- **Source**:
My dear @spinynorman, thanks for those helpful replies. Interestingly, I watched a pleasant video about my Citizen, which was more of a personal story than a review, and the narrator explained that he himself did not bother about the computer linking gubbins that came with the watch, and used and enjoyed the watch itself, on its own merits. Apparently, the manual that originally came with the watch was almost as long and heavy as the Bible. :biggrin:


----------



## spinynorman (Apr 2, 2014)

Always said:


> My dear @spinynorman, thanks for those helpful replies. Interestingly, I watched a pleasant video about my Citizen, which was more of a personal story than a review, and the narrator explained that he himself did not bother about the computer linking gubbins that came with the watch, and used and enjoyed the watch itself, on its own merits. Apparently, the manual that originally came with the watch was almost as long and heavy as the Bible. :biggrin:


 There's a couple of boxed ones on Ebay which show it came with the docking station, a 3.5" diskette, a user guide for the software and a manual for the watch. Software manual does look chunky, but it's probably in 15 different languages. https://www.ebay.co.uk/itm/255714952771


----------



## tall_tim (Jul 29, 2009)

Looked at that eBay listing - "For professional use only" or so it says on the swing tag - kind of limits their market - unless that's aimed at the 3.5" diskette!


----------



## spinynorman (Apr 2, 2014)

tall_tim said:


> Looked at that eBay listing - "For professional use only" or so it says on the swing tag - kind of limits their market - unless that's aimed at the 3.5" diskette!


 I does seem like it was aimed at serious divers. There's another boxed set on Ebay that reveals the system requirements.









You can have it on a 5.25" floppy as well. MS-DOS 3, blimey, that takes me back.


----------

- **The tasks**:
a) Using the forum thread, answer yes or no to each statement and quote the exact words that decide it: (i) the narrator of the video used the watch's computer linking features; (ii) the boxed watch came with a 3.5" diskette; (iii) the swing tag on the eBay listing says "For professional use only".
b) Write down the part of the forum thread from "There's a couple" to "(Jul 29, 2009)", word for word.

Excerpt from a dataset
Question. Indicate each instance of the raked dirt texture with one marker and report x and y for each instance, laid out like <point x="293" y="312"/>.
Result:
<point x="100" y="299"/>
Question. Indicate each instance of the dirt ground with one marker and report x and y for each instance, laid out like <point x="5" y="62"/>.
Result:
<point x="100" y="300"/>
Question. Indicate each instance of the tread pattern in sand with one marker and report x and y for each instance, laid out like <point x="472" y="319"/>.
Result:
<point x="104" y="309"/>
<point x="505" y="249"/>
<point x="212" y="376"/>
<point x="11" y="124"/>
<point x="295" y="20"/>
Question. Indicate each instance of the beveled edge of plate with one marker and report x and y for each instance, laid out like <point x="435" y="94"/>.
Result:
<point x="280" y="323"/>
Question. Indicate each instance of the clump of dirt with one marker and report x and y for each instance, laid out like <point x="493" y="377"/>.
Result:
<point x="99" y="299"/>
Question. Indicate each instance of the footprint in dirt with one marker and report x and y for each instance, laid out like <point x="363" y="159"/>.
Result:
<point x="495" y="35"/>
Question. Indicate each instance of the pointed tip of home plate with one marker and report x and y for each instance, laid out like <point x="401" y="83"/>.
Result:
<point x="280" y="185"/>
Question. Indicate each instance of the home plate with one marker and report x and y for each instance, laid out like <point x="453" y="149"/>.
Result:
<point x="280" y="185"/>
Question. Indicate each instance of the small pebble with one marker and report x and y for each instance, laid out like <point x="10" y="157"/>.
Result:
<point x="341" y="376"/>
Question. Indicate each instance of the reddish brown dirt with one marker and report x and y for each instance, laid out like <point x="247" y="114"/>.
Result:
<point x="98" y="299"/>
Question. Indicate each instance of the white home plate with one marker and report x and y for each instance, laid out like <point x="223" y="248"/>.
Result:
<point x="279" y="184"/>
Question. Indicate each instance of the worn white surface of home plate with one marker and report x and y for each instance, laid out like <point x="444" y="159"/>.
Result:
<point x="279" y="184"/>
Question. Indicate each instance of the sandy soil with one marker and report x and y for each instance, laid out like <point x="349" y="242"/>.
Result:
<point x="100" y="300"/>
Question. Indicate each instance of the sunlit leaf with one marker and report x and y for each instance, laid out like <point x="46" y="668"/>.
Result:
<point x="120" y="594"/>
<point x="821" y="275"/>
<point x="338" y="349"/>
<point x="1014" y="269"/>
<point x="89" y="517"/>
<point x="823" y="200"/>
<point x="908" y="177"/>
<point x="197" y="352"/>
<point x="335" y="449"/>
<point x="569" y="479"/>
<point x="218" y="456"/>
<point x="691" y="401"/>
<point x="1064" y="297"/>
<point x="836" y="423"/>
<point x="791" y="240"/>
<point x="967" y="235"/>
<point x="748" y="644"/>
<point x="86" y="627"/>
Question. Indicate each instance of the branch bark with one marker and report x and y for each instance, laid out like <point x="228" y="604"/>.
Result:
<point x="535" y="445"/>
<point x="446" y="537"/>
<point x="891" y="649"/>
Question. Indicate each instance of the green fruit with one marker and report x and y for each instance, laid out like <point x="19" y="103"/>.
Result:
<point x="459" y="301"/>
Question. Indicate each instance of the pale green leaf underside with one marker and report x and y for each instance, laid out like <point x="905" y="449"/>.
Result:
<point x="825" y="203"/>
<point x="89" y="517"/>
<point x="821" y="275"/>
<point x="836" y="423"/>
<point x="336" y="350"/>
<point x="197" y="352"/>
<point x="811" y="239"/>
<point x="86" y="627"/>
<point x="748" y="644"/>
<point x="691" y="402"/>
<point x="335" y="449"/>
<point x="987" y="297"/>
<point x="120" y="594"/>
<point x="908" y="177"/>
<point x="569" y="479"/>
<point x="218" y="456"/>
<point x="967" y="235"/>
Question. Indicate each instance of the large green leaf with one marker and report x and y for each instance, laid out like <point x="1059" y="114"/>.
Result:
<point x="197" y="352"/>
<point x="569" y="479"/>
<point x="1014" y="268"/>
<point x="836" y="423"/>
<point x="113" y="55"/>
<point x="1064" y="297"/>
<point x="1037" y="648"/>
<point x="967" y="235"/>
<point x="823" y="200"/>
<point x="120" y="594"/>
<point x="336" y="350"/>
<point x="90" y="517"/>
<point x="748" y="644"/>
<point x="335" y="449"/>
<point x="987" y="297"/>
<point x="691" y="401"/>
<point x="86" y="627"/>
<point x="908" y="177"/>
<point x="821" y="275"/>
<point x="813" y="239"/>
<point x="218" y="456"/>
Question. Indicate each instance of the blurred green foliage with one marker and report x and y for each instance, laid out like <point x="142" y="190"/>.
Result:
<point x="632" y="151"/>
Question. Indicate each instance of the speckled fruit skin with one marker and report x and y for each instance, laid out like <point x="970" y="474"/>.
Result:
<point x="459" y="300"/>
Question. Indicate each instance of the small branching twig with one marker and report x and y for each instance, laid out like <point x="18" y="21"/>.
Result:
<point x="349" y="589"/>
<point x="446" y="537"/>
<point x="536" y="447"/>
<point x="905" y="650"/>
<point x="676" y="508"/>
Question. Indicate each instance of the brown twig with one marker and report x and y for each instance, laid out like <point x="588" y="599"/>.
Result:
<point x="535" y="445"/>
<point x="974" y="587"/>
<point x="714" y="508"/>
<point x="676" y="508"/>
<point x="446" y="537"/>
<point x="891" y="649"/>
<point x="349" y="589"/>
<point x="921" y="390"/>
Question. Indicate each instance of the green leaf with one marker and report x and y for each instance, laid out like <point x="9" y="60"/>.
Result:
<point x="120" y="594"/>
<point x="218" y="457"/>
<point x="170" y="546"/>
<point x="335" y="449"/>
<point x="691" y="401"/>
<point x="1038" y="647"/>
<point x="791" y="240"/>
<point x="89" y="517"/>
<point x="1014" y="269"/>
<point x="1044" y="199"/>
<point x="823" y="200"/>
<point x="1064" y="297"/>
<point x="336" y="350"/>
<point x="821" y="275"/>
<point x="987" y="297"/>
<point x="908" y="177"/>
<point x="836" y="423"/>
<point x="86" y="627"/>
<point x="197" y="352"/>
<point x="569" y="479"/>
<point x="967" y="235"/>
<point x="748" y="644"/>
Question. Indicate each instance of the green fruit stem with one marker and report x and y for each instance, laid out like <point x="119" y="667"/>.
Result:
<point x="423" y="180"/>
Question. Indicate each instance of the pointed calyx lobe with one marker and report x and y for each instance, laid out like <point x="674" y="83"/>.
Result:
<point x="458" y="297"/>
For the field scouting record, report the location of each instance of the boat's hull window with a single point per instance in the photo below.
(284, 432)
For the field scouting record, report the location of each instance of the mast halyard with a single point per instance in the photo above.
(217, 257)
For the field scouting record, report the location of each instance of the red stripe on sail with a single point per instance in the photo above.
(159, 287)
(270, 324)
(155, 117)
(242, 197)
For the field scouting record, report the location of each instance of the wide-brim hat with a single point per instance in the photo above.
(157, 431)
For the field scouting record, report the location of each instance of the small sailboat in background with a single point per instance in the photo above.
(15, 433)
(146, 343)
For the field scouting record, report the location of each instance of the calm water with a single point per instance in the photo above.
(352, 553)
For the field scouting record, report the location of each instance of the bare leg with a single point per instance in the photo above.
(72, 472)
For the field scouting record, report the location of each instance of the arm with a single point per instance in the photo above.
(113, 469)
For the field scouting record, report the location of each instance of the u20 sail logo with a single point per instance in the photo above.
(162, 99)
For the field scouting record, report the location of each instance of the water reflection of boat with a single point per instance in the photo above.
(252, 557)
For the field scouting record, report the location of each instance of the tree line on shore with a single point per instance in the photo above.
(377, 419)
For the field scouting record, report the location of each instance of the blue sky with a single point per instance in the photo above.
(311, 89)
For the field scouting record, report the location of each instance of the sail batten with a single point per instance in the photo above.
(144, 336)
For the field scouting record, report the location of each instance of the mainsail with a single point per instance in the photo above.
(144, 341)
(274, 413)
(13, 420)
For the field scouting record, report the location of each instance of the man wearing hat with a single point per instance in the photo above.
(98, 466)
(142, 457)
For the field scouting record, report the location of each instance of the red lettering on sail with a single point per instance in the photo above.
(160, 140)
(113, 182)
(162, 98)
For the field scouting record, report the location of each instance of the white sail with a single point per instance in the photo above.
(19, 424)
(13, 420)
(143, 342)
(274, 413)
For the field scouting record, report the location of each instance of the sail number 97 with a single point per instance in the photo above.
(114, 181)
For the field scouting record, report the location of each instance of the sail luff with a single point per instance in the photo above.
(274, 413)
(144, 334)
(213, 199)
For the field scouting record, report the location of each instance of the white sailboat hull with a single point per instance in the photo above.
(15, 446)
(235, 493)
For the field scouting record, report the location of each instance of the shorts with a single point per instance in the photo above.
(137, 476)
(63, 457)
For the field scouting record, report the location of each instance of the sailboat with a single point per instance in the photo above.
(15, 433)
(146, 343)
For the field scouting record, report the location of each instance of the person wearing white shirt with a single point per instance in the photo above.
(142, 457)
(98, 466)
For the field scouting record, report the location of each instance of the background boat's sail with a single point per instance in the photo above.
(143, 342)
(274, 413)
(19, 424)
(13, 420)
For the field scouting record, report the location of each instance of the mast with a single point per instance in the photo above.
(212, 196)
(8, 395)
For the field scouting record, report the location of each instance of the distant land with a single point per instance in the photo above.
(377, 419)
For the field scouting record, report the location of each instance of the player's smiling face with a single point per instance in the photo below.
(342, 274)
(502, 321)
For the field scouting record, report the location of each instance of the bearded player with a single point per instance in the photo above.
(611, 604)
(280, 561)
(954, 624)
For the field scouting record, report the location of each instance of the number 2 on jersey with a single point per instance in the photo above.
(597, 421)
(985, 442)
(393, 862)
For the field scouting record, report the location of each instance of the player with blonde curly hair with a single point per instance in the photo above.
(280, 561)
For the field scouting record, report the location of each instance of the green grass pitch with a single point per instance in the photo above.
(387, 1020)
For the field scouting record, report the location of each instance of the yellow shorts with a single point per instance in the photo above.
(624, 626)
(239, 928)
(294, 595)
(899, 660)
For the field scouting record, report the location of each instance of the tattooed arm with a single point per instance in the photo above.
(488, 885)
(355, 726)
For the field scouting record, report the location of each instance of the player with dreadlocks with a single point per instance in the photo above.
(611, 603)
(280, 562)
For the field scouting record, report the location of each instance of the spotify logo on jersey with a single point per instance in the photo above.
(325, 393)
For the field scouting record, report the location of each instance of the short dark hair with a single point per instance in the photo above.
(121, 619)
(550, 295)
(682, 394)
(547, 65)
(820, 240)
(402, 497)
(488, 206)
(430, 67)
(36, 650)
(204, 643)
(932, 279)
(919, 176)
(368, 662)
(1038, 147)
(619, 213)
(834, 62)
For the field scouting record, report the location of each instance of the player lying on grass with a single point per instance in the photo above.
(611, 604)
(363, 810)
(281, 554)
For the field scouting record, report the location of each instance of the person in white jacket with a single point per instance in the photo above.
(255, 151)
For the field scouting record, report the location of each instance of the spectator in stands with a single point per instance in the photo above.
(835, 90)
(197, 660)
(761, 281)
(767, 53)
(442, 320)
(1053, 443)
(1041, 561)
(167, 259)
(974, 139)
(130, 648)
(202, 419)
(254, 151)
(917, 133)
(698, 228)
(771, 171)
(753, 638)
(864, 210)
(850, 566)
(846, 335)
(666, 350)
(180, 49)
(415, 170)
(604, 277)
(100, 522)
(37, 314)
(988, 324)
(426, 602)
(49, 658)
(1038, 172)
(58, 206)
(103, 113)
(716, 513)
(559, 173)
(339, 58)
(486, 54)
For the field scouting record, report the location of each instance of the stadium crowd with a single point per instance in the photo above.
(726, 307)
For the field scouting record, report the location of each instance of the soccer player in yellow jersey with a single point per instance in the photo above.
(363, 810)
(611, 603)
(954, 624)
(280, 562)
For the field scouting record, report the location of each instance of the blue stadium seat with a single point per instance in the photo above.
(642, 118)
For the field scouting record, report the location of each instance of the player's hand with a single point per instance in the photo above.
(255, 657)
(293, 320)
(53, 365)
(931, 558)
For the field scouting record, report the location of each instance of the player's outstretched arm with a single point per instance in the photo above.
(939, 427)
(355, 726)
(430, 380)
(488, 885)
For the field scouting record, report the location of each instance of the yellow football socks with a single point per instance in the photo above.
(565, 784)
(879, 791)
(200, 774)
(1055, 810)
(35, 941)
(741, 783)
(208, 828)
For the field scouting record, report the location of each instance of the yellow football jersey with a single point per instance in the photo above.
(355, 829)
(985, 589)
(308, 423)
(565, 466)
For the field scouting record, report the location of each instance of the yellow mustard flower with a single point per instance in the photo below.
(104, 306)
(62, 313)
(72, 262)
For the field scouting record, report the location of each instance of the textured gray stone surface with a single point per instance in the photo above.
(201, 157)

- **The responses**:
a)
(i) No: "he himself did not bother about the computer linking gubbins that came with the watch"
(ii) Yes: "it came with the docking station, a 3.5" diskette, a user guide for the software and a manual for the watch"
(iii) Yes: "For professional use only" or so it says on the swing tag

b)
There's a couple of boxed ones on Ebay which show it came with the docking station, a 3.5" diskette, a user guide for the software and a manual for the watch. Software manual does look chunky, but it's probably in 15 different languages. https://www.ebay.co.uk/itm/255714952771


----------



## tall_tim (Jul 29, 2009)